** Start Source extract **
Exceptions were far and few in between. One can hypothesise that NGOs emerged when the political channels got partly choked so that people could neither remodel the nature of their representation nor communicate with/through bureaucracy. Reliance on voluntary associations, sponsored NGOs, other grievance redressal channels or even courts became necessary.

Some others argue that the voluntary initiatives reflect a way of reducing transaction cost, fulfilling ones urge to go beyond the mandated responsibilities or just to provide a channel of articulation to those who find the existing channels and platforms non accessible or non fulfilling.

Voluntary organisations need not necessarily be voluntary associations of people imbued with altruistic values. The voluntary organisations could in some cases perform the same role as performed by the community development program during early fifties and sixties.
** End Source extract **
- [Request 1]
Answer these questions on the passage about voluntary organisations:
(a) What became necessary when political channels got partly choked?
(b) Must voluntary organisations be associations of people imbued with altruistic values?
(c) What role could voluntary organisations perform in some cases?
** Start Records for processing **
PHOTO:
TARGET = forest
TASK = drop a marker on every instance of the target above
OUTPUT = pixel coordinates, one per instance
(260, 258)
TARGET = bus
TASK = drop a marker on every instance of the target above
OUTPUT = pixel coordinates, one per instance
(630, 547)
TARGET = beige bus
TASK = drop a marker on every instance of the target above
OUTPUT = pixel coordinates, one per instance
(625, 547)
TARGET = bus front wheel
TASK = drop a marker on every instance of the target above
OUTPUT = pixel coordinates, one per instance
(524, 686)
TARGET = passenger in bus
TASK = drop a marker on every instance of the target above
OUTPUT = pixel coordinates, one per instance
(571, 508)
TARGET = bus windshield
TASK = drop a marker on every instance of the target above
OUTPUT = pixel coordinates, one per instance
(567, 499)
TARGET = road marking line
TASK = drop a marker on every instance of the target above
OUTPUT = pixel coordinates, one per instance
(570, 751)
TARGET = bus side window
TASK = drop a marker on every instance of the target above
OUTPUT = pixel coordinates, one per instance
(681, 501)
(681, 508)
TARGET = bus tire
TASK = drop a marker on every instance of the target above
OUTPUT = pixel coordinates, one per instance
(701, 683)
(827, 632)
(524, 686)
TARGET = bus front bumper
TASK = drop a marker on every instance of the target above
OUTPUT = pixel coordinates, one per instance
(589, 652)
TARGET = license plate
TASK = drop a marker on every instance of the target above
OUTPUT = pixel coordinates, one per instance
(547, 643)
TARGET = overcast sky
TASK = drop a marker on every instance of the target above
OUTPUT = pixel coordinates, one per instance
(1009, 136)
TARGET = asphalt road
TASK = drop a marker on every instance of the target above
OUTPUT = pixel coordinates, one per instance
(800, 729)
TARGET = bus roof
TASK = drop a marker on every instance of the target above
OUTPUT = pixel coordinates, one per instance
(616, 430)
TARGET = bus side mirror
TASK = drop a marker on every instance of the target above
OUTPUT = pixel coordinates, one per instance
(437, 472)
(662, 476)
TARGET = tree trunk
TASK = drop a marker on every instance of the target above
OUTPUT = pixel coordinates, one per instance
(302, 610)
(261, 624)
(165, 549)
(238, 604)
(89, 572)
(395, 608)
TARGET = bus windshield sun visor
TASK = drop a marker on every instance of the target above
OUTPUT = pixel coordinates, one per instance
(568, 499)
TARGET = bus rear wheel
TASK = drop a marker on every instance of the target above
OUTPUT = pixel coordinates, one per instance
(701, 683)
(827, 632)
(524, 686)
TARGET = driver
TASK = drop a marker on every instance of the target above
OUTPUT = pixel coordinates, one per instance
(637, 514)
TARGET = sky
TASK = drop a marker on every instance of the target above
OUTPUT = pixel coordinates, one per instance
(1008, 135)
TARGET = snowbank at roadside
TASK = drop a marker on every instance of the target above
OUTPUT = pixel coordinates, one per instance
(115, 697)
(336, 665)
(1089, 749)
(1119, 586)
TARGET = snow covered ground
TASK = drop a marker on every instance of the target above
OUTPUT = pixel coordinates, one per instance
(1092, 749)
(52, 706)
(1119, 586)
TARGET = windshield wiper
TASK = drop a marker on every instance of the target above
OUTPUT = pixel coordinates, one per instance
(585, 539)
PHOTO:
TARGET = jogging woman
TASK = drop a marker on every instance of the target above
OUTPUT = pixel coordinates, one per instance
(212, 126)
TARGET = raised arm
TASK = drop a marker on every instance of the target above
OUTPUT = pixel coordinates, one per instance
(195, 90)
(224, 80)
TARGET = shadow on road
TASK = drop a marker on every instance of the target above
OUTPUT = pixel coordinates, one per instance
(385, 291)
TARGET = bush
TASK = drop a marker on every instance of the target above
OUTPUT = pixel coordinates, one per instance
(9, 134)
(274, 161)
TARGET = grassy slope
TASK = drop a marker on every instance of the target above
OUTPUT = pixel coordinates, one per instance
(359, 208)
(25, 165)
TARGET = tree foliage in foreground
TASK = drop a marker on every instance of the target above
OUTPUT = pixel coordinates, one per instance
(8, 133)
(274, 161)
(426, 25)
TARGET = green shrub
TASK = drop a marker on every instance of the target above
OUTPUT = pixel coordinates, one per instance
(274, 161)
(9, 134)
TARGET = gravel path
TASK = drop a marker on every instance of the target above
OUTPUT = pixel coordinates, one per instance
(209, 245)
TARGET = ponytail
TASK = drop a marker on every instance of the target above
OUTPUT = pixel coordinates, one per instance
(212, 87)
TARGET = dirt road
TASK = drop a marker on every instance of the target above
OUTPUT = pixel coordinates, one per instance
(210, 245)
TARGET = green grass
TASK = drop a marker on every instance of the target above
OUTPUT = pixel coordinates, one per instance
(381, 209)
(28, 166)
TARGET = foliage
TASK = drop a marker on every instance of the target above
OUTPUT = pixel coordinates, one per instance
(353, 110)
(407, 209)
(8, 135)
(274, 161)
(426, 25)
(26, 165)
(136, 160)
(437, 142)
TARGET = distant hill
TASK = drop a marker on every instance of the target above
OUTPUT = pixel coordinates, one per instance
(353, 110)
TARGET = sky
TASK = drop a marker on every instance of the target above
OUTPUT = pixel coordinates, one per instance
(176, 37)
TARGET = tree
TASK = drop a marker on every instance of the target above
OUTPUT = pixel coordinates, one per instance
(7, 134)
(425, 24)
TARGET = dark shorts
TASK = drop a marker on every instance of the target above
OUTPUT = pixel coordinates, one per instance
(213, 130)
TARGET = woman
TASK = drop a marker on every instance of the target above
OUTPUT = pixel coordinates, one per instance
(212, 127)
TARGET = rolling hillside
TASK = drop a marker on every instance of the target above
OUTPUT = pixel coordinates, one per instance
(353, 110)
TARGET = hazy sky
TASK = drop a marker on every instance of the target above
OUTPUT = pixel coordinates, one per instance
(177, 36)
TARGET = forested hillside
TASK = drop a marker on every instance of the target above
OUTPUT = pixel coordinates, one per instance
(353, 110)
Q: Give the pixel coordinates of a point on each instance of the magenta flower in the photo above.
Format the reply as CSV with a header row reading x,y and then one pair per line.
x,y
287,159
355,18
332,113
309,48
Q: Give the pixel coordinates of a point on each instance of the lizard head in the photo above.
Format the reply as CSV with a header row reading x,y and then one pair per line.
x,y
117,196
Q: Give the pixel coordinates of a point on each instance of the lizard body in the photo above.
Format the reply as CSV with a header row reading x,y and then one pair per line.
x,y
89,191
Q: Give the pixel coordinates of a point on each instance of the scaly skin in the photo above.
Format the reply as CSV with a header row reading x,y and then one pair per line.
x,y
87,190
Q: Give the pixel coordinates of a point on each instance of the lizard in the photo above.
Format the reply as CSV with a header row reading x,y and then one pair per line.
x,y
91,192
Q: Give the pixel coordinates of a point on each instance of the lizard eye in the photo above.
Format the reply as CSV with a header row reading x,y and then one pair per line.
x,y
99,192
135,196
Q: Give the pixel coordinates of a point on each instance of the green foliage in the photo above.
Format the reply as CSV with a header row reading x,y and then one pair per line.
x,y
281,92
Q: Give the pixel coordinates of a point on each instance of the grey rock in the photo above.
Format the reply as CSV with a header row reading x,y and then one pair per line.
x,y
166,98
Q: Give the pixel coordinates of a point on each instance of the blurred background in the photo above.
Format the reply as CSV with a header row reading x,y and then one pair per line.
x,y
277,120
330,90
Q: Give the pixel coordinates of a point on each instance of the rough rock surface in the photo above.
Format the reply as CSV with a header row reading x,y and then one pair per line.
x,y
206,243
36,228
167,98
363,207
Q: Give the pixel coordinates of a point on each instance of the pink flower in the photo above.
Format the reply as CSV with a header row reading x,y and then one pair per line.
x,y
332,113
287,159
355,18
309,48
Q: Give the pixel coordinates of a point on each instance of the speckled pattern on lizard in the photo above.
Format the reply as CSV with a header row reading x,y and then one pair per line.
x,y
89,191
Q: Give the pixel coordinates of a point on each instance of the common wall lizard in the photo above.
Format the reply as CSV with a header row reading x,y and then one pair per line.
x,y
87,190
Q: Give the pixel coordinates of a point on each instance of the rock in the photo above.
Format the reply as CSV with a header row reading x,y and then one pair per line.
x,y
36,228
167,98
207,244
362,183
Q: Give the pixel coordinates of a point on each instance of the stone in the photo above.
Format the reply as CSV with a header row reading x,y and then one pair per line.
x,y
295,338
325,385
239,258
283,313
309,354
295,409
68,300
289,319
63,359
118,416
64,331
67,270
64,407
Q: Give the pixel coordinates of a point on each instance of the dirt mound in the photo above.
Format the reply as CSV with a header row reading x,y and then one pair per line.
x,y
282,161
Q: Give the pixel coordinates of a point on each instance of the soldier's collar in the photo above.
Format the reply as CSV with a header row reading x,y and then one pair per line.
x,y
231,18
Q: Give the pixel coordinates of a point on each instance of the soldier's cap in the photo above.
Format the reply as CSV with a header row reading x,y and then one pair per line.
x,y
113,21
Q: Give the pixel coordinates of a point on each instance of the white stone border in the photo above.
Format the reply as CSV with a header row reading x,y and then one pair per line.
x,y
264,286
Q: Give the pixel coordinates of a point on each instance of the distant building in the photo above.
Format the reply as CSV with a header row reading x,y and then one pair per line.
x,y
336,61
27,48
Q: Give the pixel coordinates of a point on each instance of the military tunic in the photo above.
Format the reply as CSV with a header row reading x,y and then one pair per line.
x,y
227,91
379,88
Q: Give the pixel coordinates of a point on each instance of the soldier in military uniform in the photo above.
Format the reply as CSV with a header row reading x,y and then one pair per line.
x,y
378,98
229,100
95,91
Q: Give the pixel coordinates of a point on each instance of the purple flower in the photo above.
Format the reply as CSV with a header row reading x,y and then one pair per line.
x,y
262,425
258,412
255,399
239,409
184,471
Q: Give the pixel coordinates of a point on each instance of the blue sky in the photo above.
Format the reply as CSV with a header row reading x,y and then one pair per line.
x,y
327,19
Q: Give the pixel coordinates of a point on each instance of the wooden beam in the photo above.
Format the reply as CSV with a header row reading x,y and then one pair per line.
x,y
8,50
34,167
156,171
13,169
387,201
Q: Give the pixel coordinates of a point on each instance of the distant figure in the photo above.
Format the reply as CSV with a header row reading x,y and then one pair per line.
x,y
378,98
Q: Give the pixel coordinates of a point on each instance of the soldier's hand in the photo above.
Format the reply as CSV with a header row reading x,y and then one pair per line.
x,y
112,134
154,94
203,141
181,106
** End Records for processing **
- [Request 2]
Write out the rows between the line holding "uniform in the photo above." and the end of the rows, inclusive, swapping "instance" for "occurrence" and leaving all else unchanged.

- [Correct output 1]
(a) Reliance on voluntary associations, sponsored NGOs, other grievance redressal channels or even courts became necessary.
(b) No, they need not necessarily be.
(c) They could perform the same role as the community development program during the early fifties and sixties.

- [Correct output 2]
Q: Give the pixel coordinates of a point on each occurrence of the soldier in military uniform in the photo above.
Format the reply as CSV with a header row reading x,y and then one pair per line.
x,y
378,98
229,100
95,91
Q: Give the pixel coordinates of a point on each occurrence of the purple flower in the photo above.
Format the reply as CSV with a header row reading x,y and then one pair per line.
x,y
262,425
258,412
255,399
239,409
184,471
Q: Give the pixel coordinates of a point on each occurrence of the blue sky in the photo above.
Format the reply as CSV with a header row reading x,y and then one pair per line.
x,y
327,19
Q: Give the pixel coordinates of a point on each occurrence of the wooden beam in the photo above.
Format the reply as CSV with a header row reading x,y and then one pair per line.
x,y
8,50
34,167
156,171
13,169
387,201
Q: Give the pixel coordinates of a point on each occurrence of the distant figure in the photo above.
Format the reply as CSV with a header row reading x,y and then one pair per line.
x,y
378,98
Q: Give the pixel coordinates of a point on each occurrence of the soldier's hand in the photo above.
Format the reply as CSV with a header row reading x,y and then one pair per line.
x,y
112,134
154,94
203,141
181,106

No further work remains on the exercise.